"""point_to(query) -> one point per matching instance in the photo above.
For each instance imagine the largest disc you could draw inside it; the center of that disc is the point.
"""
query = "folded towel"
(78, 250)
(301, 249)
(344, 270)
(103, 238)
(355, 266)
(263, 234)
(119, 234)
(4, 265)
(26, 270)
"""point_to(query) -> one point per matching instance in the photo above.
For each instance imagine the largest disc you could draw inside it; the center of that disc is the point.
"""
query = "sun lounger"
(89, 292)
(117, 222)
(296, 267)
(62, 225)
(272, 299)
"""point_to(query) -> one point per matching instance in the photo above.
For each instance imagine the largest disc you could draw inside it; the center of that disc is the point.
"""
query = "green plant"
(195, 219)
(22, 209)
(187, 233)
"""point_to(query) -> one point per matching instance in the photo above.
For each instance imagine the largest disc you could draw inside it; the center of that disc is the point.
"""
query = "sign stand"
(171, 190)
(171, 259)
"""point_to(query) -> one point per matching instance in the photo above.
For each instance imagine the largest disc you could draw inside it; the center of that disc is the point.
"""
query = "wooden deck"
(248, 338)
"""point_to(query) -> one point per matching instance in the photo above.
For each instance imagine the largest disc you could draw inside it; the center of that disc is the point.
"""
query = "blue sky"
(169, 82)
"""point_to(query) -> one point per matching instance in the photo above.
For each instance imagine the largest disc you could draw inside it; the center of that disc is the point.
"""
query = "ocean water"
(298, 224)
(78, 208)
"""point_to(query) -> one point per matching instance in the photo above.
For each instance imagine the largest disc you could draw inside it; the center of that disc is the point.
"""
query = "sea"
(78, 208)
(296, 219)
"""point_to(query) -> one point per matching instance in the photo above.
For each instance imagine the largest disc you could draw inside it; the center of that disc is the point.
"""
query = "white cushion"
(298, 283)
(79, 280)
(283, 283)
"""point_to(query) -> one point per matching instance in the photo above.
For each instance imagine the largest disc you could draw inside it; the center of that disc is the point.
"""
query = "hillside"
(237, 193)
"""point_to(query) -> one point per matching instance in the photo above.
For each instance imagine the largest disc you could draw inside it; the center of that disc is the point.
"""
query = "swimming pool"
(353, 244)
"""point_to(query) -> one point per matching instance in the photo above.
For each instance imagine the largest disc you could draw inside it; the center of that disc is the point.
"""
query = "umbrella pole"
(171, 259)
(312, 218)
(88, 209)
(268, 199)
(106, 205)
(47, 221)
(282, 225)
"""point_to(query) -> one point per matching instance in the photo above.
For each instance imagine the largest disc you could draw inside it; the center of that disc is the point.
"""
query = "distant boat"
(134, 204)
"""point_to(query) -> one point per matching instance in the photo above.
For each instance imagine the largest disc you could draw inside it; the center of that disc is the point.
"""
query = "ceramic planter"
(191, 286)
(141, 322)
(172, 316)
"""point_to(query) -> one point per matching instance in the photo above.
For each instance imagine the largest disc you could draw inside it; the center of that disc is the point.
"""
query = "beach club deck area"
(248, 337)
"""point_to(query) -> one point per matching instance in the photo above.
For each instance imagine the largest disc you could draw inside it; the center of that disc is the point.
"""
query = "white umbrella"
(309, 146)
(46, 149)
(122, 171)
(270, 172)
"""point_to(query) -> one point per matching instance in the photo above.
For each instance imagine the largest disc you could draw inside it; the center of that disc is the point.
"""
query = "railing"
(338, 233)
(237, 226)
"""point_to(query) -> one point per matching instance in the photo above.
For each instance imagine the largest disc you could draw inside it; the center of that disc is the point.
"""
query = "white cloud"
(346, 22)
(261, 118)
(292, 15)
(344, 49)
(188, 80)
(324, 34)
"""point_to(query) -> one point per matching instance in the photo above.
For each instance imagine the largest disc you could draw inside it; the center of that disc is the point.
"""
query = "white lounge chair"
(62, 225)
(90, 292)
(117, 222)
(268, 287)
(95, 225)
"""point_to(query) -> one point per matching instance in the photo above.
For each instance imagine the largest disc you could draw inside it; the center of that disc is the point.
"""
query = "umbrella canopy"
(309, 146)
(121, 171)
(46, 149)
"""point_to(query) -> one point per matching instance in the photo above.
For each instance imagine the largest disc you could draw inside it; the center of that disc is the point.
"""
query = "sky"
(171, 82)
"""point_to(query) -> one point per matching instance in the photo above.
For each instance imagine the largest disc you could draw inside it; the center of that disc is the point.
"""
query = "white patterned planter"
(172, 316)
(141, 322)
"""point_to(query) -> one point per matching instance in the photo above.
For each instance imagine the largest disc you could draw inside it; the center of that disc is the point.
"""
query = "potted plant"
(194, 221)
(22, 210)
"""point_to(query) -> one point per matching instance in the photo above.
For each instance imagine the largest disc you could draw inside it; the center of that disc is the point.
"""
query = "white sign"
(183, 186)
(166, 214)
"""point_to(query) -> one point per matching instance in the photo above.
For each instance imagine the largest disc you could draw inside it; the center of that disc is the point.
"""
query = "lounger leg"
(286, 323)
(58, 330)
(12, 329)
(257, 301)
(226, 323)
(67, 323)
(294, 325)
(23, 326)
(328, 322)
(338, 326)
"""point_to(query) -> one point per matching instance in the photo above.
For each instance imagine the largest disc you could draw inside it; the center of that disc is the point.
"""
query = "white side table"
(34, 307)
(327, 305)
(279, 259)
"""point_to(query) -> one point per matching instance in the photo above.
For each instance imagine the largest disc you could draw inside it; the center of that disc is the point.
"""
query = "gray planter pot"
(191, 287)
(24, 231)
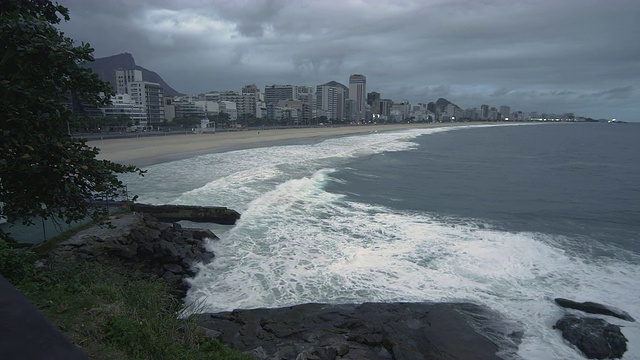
━━━━━━━━━━━━━━━━━━━━
◆ **WHAT YOU HAVE TO DO**:
Leaving the pictures out, write out all the material above exactly.

◆ **RESPONSE AREA**:
"""point_to(query) -> one point per matching instance in the photo above.
For each instance imagine the largest disc you could draw inside it; the center of that disc is the point.
"""
query = "folded towel"
(78, 250)
(301, 249)
(344, 270)
(103, 238)
(355, 266)
(263, 234)
(119, 234)
(4, 265)
(26, 270)
"""point_to(query) -> one point per matching instance in the photo above.
For each instance imagine the largest disc you could draw inside it; the center of that disc is the point.
"""
query = "sun lounger"
(89, 292)
(117, 222)
(296, 267)
(62, 225)
(272, 299)
"""point_to(query) -> one point per matching instance in the photo above.
For each instance imagine the largest disc you could draw inside it; the center of that disc is the point.
"""
query = "green plant"
(195, 219)
(22, 209)
(187, 233)
"""point_to(query) -> one point per matching instance in the photo above.
For each instance imagine the largest disc you could draw inside it; the center of that disc is the point.
"""
query = "sign stand"
(171, 190)
(171, 259)
"""point_to(query) -> one point per matching instance in the photo above.
For each instance imagine the largest disc you could draw inside it; the center of that disc is the point.
"""
query = "wooden deck"
(248, 338)
"""point_to(query) -> one point per matching instance in the photo above.
For each instance imagine the largest disc you could draw inside it; the center of that disc is the point.
"""
query = "blue sky"
(169, 82)
"""point_to(query) -> one point per matching instance in the photo above.
For each instance imagine the largest disc you could draw inside it; the center of that disc is the point.
"""
query = "ocean water"
(298, 224)
(78, 208)
"""point_to(query) -> one point per matching instance in the photo above.
For each instance imagine the largest disc you could draw inside it; the center of that disc is the point.
"""
query = "sea"
(78, 208)
(296, 219)
"""point_to(query) -> one point per matching instance in the photo above.
For each instance imagine the largest disc you could draw inside it; the center of that disc is the point.
"""
query = "white cushion"
(298, 283)
(79, 280)
(283, 283)
"""point_to(query) -> one point per matching instance in the photo above.
For each instance imagine the largest disc you could draw inside it; the center of that disc is the point.
"""
query = "hillside"
(237, 193)
"""point_to(query) -> one point per matching instance in the photo above.
For each instance imagine the largest disc you could draw inside it; the center of that disc is the point.
"""
query = "swimming pool"
(353, 244)
"""point_to(query) -> one point per matching instance in the photo above.
For each instance imagine the largest disc you could draw inside it; the center of that disc is the point.
"""
query = "umbrella pole"
(171, 259)
(312, 218)
(88, 209)
(268, 199)
(106, 205)
(47, 221)
(282, 225)
"""point_to(query) -> one point per matching instance in the photo above.
For each instance imagine the largest disc you could draw inside it; the center of that disc is the point.
"""
query = "distant boat"
(134, 204)
"""point_to(query) -> one point per matching instance in the photo above.
For each instance imagine the largest disc you could draw inside it; the center of that disc is the point.
"""
query = "ceramic planter"
(191, 286)
(141, 322)
(172, 316)
"""point_to(query) -> one point per matching instance in the photo above.
For each instance imagine the largest disc you could draw inside it; the center of that disc is the point.
"""
query = "beach club deck area"
(248, 337)
"""point_to(query) -> one point per matching instance in the photo above.
For each instance imagine the largest disc you could draw inside it; the center of that disc is the point.
"""
query = "white umbrella"
(309, 146)
(46, 149)
(122, 171)
(270, 172)
"""point_to(query) -> one point per matching instance in the photo above.
For each instance imagine the largest disc you could draw inside it; the center of that disc is the point.
"""
query = "railing"
(338, 233)
(237, 226)
"""point_to(query) -> one point per matching instance in the photo above.
For each instance imagine the largest disc you could draw inside it; the center of that disc is the point.
"""
query = "white cloud"
(346, 22)
(261, 118)
(292, 15)
(344, 49)
(188, 80)
(324, 34)
"""point_to(query) -> one point per matching instance in the photo above.
For each instance imagine the largest disc you could draw inside it; the center of that disc is the point.
"""
query = "white lounge chair"
(62, 225)
(90, 292)
(117, 222)
(268, 287)
(95, 225)
"""point_to(query) -> one point per matching instance in the photo above.
For each instance imagine the largest disc you could draw inside it; the center of that disc is the point.
"""
query = "umbrella canopy"
(309, 146)
(121, 171)
(46, 149)
"""point_to(query) -> one point per matching instance in the photo above.
For each instance imagine the largest disc you could draw inside it; the center of that disc is the point.
"""
query = "sky"
(171, 82)
"""point_to(query) -> one point per matching instance in the photo above.
For each instance imagine the largest disc you could draw inside it; the center of that disc is the point.
"""
query = "white patterned planter"
(172, 316)
(141, 322)
"""point_to(query) -> one point per matching instance in the photo above.
For each instance imagine the largest disc you could draw inside it; the center of that disc is the point.
"""
query = "potted plant"
(194, 221)
(22, 210)
"""point_to(query) -> one point per matching instance in the photo above.
For each instance imagine the largest disc you could draw inside it; the center of that disc is the point.
"""
query = "white sign"
(183, 186)
(166, 214)
"""point_to(query) -> one point per matching instance in the photo above.
For each instance imagine the largest disc you could draw inside it; the center of that disc is the point.
"""
query = "lounger leg"
(286, 323)
(58, 330)
(12, 329)
(257, 301)
(226, 323)
(67, 323)
(294, 325)
(23, 326)
(328, 322)
(338, 326)
"""point_to(query) -> one point per matching instance in the photo above.
For each instance imagine the largest disc you could draw inside it; the center of that disc is the point.
"""
query = "white side table"
(34, 307)
(327, 305)
(279, 259)
"""point_to(query) -> one point per matching instance in the photo above.
For each instance imagine the largest disc you could draw inside it; the center of that disc is the point.
"""
query = "gray planter pot"
(191, 287)
(24, 231)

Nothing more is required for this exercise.